● GOAL OF THE EXERCISE
Scale the items below by repeating every line, requests included, with each point coordinate in the answers multiplied by 2.4 and rounded to a whole number, halves rounding up. Leave the pictures out of your reply.

Pointing dataset excerpts
== == ==
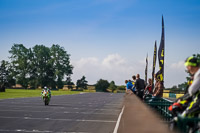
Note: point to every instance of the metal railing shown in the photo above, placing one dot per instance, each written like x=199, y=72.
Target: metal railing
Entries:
x=160, y=105
x=184, y=124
== == ==
● SOLUTION FOR THIS EXERCISE
Note: point to every instance of the metal railing shown in the photo above, placing one dot per instance, each written like x=199, y=72.
Target: metal railing
Entries:
x=384, y=252
x=442, y=298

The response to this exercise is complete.